_WHAT IS BEING ASKED_: Find every line in the rows below that contains the string "roof", and copy each of those lines. Matching is case-sensitive.

_GIVEN RECORDS_:
--------------------
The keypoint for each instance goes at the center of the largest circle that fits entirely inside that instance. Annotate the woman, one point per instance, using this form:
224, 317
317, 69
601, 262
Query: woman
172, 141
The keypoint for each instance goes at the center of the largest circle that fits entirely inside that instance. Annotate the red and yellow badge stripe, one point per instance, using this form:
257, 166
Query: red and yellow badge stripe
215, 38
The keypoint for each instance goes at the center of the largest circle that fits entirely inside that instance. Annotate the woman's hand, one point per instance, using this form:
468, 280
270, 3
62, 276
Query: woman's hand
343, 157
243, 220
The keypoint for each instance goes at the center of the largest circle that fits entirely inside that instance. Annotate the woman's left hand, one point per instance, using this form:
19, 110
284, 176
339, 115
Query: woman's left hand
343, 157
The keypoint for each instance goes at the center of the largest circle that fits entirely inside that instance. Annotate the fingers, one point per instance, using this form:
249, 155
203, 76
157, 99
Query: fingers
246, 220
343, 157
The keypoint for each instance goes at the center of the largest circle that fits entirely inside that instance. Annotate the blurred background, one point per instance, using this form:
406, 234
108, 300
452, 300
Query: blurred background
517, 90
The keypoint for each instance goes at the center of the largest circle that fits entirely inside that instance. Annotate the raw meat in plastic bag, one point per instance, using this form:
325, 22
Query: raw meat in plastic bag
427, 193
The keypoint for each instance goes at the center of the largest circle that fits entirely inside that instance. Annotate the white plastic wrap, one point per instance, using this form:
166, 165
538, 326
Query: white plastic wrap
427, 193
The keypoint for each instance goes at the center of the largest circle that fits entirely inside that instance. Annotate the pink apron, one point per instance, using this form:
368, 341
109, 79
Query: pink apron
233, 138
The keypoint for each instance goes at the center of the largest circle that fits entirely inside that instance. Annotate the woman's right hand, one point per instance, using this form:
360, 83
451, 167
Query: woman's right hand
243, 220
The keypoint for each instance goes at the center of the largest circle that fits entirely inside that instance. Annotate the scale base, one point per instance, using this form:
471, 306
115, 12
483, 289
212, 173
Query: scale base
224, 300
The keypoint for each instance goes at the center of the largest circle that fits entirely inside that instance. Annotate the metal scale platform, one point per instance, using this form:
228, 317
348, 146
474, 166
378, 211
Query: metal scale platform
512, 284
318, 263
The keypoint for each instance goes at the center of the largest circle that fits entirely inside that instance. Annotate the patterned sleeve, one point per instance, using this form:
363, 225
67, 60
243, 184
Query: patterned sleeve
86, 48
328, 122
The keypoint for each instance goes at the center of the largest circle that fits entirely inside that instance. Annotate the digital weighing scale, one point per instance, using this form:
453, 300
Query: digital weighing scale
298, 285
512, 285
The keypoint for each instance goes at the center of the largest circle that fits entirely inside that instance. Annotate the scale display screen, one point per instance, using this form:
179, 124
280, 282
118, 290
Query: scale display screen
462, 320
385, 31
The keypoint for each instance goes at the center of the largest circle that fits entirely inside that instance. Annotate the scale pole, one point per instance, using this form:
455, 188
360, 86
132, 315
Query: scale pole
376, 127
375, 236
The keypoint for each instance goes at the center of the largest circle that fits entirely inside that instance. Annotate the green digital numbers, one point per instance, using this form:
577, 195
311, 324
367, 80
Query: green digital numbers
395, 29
--------------------
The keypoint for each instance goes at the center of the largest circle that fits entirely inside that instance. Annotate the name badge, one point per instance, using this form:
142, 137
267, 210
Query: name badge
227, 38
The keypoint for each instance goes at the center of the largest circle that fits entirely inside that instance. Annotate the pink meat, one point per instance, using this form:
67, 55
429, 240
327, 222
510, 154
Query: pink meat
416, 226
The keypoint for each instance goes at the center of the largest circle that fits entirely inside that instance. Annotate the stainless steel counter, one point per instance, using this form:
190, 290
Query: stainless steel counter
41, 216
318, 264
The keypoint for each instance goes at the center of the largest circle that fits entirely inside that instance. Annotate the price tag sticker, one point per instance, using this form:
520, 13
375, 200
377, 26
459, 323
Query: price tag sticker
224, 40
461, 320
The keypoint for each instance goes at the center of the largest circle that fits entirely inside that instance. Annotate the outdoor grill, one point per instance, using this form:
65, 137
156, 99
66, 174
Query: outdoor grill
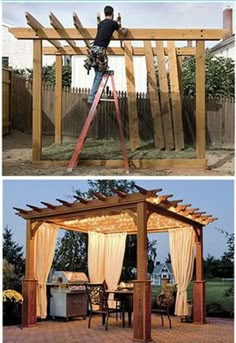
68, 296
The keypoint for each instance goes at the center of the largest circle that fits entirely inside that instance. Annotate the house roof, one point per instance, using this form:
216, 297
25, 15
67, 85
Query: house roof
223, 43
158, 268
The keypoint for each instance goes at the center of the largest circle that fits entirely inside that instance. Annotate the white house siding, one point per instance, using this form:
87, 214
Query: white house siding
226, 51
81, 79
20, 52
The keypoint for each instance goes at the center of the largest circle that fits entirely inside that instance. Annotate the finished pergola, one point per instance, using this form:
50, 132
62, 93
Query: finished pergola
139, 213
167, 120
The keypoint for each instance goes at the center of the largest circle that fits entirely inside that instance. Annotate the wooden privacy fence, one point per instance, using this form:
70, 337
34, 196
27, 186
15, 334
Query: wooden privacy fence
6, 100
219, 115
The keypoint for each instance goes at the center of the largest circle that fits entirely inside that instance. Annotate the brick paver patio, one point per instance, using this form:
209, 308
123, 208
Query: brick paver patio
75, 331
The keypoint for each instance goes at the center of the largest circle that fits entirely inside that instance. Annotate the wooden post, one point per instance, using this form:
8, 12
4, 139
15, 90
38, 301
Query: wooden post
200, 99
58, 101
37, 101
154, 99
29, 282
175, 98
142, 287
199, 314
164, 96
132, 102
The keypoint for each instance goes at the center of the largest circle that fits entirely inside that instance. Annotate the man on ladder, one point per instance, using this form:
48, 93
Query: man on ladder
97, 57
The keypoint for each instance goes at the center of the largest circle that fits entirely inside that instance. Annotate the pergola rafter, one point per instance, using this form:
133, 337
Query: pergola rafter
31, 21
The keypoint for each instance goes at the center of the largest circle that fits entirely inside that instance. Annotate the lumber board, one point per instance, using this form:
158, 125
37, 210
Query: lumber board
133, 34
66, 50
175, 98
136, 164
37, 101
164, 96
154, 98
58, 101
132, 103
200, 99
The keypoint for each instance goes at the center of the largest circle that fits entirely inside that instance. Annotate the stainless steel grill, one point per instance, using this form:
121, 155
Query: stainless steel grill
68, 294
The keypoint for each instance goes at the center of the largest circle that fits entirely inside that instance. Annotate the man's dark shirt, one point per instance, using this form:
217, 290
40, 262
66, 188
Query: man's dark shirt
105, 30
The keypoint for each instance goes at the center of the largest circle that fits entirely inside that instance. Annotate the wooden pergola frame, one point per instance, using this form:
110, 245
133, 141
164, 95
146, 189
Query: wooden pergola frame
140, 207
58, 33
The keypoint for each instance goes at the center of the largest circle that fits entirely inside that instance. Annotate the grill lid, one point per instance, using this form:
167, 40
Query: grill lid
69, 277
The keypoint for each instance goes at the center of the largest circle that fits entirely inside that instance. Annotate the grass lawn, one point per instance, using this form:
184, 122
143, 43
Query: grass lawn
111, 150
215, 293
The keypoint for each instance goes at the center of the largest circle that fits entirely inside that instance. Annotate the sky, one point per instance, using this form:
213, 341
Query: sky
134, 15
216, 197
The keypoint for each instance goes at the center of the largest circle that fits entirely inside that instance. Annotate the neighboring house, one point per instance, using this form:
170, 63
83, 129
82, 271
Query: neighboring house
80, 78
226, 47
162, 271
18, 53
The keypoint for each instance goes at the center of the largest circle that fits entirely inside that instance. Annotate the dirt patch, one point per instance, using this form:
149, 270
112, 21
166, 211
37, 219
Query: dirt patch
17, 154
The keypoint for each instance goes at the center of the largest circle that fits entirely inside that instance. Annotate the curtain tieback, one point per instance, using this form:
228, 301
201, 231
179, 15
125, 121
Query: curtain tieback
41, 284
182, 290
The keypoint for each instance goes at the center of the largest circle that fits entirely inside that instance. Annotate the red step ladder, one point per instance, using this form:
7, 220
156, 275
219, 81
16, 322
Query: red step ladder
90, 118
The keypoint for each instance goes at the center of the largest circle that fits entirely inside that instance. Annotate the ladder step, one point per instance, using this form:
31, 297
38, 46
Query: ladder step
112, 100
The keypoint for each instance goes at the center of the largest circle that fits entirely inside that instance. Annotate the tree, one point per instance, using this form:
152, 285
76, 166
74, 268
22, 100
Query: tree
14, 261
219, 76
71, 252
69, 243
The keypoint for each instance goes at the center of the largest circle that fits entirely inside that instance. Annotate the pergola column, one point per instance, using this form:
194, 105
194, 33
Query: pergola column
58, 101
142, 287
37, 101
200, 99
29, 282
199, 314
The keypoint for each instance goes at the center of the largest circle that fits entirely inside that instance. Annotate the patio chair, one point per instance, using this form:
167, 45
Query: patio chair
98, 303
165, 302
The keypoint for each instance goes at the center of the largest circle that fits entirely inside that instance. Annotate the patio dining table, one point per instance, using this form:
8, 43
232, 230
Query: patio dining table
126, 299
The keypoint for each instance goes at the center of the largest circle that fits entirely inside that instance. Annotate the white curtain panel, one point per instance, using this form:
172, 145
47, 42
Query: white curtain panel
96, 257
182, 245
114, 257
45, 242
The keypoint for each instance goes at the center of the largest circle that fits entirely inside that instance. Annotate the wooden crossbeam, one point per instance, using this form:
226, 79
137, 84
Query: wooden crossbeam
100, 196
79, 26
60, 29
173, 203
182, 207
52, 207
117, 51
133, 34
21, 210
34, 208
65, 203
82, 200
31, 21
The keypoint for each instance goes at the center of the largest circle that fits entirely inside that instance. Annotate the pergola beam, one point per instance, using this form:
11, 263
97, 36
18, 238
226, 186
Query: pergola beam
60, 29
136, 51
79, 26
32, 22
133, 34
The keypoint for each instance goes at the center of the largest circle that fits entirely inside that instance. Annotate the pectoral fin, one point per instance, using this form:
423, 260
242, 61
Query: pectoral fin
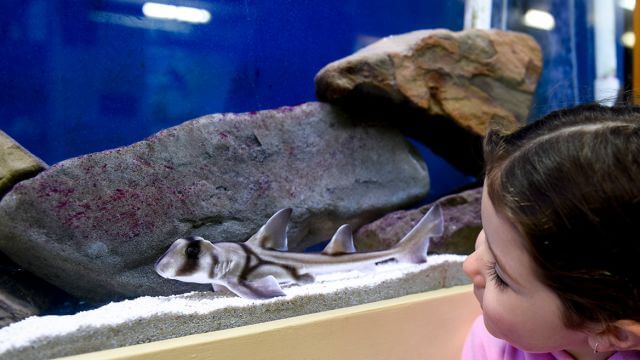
--------------------
_EXERCISE RESULT_:
The keypoint for each instance goes at the center of the largest circle that fits entirely inside that instance. Annotate the house roof, one point per instance, using this form:
Query: house roof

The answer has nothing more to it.